== DATA FOR THIS EXERCISE

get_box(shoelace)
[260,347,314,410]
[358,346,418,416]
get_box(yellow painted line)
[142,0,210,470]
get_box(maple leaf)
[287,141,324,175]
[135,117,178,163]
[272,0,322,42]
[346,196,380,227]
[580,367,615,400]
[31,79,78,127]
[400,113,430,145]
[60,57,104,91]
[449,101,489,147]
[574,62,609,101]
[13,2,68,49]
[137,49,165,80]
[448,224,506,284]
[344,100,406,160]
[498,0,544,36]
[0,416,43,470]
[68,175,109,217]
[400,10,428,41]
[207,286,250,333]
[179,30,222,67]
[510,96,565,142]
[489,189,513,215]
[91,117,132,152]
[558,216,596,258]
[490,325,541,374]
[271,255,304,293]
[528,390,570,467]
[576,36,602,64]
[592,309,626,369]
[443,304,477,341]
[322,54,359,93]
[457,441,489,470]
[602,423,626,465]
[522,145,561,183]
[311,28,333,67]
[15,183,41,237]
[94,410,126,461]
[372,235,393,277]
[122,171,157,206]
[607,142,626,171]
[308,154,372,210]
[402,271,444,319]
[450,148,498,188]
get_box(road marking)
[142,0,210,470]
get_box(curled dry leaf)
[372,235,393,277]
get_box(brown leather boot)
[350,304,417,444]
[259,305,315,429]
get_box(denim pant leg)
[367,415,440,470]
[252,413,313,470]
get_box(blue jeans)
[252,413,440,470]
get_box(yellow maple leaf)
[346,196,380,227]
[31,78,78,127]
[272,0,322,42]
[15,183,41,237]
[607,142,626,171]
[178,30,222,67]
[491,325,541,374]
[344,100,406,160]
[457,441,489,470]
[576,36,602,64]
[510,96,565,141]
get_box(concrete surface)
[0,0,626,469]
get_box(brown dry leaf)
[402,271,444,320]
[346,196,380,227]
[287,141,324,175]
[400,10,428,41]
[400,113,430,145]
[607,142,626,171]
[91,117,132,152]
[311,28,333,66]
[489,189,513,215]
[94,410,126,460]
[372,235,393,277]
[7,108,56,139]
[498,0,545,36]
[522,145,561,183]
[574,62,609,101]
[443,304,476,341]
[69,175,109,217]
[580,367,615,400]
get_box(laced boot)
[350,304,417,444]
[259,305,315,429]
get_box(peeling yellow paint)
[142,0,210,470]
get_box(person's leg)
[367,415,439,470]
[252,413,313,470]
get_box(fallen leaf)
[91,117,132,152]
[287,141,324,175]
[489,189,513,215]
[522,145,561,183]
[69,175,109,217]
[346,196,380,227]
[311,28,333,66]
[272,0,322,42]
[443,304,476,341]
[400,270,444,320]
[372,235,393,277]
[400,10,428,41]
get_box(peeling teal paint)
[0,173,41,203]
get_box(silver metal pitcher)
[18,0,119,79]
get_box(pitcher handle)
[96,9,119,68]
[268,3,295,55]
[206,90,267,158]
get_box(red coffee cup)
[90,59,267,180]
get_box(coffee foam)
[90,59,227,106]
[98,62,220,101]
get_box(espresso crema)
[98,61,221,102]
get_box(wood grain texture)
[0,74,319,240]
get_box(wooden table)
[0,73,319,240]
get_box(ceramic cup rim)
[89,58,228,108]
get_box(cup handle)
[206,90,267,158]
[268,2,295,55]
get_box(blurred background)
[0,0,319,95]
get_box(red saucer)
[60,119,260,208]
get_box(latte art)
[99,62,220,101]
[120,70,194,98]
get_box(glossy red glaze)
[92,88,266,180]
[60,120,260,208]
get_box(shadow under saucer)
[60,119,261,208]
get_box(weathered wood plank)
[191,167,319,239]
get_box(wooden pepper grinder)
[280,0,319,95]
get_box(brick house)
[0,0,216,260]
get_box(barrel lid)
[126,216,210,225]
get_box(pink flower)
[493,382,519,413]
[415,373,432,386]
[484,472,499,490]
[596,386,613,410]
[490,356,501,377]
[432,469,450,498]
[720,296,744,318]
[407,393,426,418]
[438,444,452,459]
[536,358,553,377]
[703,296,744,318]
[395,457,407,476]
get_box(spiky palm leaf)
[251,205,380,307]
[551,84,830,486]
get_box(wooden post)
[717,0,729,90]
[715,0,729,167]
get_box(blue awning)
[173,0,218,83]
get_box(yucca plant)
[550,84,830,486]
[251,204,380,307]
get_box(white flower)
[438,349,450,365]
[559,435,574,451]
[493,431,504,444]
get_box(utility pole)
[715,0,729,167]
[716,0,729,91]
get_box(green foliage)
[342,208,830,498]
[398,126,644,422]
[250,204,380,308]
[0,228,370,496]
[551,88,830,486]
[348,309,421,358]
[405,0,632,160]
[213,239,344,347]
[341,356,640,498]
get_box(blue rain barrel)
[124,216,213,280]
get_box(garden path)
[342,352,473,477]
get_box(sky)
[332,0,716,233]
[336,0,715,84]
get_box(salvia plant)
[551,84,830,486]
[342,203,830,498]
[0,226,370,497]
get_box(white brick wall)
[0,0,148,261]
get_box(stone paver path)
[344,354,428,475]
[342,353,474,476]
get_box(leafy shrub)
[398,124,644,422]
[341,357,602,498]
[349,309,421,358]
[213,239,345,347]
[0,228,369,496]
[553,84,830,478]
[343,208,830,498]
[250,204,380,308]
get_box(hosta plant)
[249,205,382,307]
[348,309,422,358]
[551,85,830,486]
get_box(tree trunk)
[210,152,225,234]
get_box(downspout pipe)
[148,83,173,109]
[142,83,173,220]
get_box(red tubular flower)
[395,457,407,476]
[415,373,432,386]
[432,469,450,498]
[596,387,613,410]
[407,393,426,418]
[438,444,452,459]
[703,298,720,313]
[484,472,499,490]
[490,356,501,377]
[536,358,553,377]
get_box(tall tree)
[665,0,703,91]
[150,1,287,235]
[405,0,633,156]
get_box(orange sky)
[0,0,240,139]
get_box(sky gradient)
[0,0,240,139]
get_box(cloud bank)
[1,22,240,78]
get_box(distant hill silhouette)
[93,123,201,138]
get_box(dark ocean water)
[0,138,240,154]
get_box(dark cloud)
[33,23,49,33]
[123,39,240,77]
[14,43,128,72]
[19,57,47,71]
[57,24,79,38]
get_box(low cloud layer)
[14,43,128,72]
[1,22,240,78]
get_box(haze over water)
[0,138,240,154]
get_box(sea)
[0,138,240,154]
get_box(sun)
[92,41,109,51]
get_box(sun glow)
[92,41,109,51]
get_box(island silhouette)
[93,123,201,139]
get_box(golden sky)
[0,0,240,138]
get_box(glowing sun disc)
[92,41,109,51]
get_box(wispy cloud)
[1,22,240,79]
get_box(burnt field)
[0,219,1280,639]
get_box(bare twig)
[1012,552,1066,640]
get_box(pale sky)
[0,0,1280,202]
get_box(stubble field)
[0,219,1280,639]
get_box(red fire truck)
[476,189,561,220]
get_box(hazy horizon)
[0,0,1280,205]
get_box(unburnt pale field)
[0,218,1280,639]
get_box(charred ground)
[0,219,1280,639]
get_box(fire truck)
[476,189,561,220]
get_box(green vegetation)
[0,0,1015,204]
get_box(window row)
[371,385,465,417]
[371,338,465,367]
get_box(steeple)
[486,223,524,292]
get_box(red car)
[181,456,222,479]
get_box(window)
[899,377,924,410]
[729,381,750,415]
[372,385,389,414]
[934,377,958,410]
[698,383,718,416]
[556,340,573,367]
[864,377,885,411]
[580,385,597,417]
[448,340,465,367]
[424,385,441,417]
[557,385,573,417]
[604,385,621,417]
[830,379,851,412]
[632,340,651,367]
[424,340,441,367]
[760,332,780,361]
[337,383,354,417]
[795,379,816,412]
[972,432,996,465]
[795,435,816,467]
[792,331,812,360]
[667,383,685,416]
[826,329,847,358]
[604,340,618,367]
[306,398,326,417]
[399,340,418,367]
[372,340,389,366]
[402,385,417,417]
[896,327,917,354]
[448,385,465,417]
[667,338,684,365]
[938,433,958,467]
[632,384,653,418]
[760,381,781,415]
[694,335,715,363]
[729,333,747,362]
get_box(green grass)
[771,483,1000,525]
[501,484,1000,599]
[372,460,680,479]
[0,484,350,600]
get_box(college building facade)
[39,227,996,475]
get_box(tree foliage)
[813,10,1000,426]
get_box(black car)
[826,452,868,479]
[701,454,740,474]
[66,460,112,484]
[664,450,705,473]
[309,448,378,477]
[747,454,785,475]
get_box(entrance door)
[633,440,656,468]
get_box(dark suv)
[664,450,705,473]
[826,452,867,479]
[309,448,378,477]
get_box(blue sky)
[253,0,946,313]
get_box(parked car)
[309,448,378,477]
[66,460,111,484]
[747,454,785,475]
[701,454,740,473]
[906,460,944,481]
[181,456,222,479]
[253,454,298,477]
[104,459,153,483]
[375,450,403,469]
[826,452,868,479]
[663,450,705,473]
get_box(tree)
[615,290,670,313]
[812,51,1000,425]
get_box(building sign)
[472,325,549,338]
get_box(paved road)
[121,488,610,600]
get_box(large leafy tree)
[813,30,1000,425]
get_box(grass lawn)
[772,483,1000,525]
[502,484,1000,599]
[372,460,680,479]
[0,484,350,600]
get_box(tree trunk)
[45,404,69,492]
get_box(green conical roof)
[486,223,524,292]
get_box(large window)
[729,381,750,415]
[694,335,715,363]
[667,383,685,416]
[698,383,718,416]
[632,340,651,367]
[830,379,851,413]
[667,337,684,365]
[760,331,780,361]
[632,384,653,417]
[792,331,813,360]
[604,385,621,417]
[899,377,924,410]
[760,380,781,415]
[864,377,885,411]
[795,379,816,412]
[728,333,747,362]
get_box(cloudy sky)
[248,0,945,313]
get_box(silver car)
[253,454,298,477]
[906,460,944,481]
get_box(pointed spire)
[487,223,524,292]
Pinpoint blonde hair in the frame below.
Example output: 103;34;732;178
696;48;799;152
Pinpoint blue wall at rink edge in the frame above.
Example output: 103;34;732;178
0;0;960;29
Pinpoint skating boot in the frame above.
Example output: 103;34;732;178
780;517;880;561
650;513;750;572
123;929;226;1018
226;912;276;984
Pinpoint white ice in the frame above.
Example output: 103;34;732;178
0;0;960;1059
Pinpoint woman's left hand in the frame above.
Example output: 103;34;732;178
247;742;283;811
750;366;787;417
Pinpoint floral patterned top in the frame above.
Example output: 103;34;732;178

====

PROBLEM REQUIREMENTS: Rewrite the rows from the line with "get_box(red coffee cup)" up to and including the line with "[716,0,729,91]", adding 82 to every bounding-box coordinate and leaving the get_box lines unchanged.

TASK ANSWER:
get_box(red coffee cup)
[172,141,349,262]
get_box(coffee foam)
[172,141,309,188]
[180,144,302,183]
get_box(espresso crema)
[180,143,303,184]
get_box(wood grain texture)
[82,156,401,322]
get_box(wooden table)
[82,155,401,322]
get_box(ceramic cup rim)
[171,140,310,190]
get_box(cup handle)
[288,172,349,240]
[350,84,377,137]
get_box(blurred background)
[82,82,401,177]
get_box(red saucer)
[142,201,342,290]
get_box(latte art)
[181,144,302,183]
[202,152,276,180]
get_box(glossy red glaze)
[174,170,348,262]
[142,202,342,290]
get_box(shadow under saucer)
[142,201,343,290]
get_box(weathered wood plank)
[273,249,401,321]
get_box(wooden pepper grinder)
[362,82,401,177]
get_box(brick house)
[82,82,298,342]
get_box(barrel lid)
[208,298,292,307]
get_box(pink flower)
[575,464,601,495]
[497,455,514,468]
[566,554,581,572]
[678,468,695,492]
[572,438,583,459]
[514,551,532,580]
[802,378,826,400]
[489,475,508,500]
[520,526,534,541]
[618,440,635,459]
[785,378,826,400]
[477,539,489,558]
get_box(spiky palm leaf)
[333,287,462,389]
[633,166,912,568]
get_box(wooden post)
[799,82,811,172]
[797,82,811,249]
get_box(blue awning)
[255,82,300,165]
get_box(yucca plant)
[632,166,912,568]
[333,286,462,389]
get_box(white flower)
[520,431,532,447]
[641,517,656,533]
[575,513,586,526]
get_box(utility pole)
[797,82,811,249]
[798,82,811,173]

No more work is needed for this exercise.